Please set down each of the lines below once more, exactly, omitting all pictures.
═══ Data to examine ═══
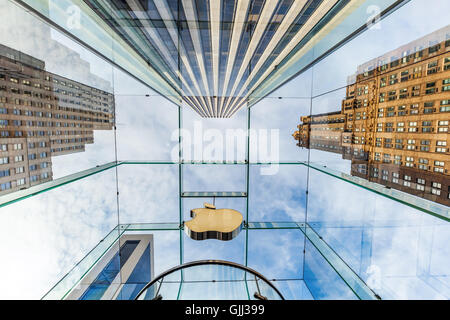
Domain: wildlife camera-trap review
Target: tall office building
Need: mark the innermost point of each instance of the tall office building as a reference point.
(121, 273)
(43, 115)
(394, 121)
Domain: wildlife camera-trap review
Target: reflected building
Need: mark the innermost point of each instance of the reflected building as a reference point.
(394, 121)
(43, 115)
(121, 273)
(218, 54)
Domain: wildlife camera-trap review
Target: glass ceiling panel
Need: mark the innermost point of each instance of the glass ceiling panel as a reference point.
(147, 128)
(285, 185)
(148, 193)
(320, 220)
(55, 230)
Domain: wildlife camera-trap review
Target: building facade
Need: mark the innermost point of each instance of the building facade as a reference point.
(43, 115)
(121, 273)
(394, 121)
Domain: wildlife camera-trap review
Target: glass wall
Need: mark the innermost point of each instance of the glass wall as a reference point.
(340, 175)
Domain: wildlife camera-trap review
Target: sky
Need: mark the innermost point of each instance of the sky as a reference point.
(400, 250)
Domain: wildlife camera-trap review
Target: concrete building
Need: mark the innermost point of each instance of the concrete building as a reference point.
(43, 115)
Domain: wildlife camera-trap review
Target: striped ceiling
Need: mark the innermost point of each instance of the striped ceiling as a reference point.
(217, 53)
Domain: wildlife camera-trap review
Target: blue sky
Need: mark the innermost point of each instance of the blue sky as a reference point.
(54, 230)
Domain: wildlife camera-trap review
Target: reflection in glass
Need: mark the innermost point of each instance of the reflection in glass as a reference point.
(394, 120)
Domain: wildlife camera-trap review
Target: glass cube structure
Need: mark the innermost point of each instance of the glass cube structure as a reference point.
(324, 123)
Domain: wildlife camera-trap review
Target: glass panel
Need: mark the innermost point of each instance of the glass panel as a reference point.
(285, 185)
(148, 194)
(321, 279)
(266, 247)
(147, 128)
(56, 229)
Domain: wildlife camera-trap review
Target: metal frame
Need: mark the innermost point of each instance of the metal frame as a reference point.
(209, 262)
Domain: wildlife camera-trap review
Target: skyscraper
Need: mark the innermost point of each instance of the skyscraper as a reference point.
(43, 115)
(394, 121)
(121, 273)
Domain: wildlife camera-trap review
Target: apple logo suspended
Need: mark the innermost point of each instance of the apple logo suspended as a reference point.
(212, 223)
═══
Answer to the problem.
Domain: wildlife camera-trap review
Target: tall office building
Need: mark the innermost point of each instance of the tall office building as a reference point.
(121, 273)
(43, 115)
(394, 121)
Domain: wildlife camera-trap review
Target: reflected building
Need: mark the innermost point of each instance of the reflected building as a reference point.
(394, 121)
(43, 115)
(121, 273)
(218, 54)
Domain: wildlife camera-trap review
Target: glass ceiling panel
Need: mark the innermost point of each instance of the glass ceiling panel as a reference point.
(147, 128)
(285, 185)
(148, 193)
(320, 220)
(55, 230)
Domain: wildlife camera-trap review
Target: building facade
Need: mark the innermost point of each instance of the building facade as a reference point.
(43, 115)
(121, 273)
(394, 121)
Domain: wildlife camera-trap review
Target: glass wall
Need: mark the innermost point of each instance of the glass wall as a reference point.
(340, 175)
Domain: wildlife camera-trap review
Target: sky
Need: mark the innermost point of each instance of the sky as a reference point.
(400, 250)
Domain: wildlife camera-trap review
Target: concrete building
Need: mark the innermost point of each instance of the concrete building as a reference point.
(43, 115)
Domain: wildlife camera-trap review
Target: striped ceiling
Need: mark the innermost point of each instance of the striped ceiling as a reference point.
(217, 53)
Domain: wildlife camera-trap review
Target: blue sky
Need: mark the innermost point of each instance of the blue sky as a reference point.
(54, 230)
Domain: wildlife camera-trap review
Target: reflection in glass
Need: mark the innermost point of each instance of the reflection in glass as a reference point.
(394, 120)
Domain: wildlife camera-trap review
Target: glass cube structure
Need: mark the innermost point of each instance of the glass cube structure as a reference point.
(324, 123)
Domain: wildlife camera-trap review
Target: glass panel
Need: mark the innermost point of each instance of the glass panel as a reference point.
(285, 185)
(148, 194)
(321, 279)
(266, 247)
(147, 128)
(56, 229)
Domain: wildlife camera-trap review
Target: metal frame
Need: mark the innermost point of each instance of the metal frame as a reference point.
(209, 262)
Domain: wildlife camera-trap review
Target: skyscraper
Need: mark the innermost point of each instance of the skyscraper as a reference point.
(43, 115)
(394, 121)
(121, 273)
Domain: wildlife camera-trap review
Target: apple logo suspended
Need: mark the innermost point of each instance of the apple logo suspended as a reference point.
(212, 223)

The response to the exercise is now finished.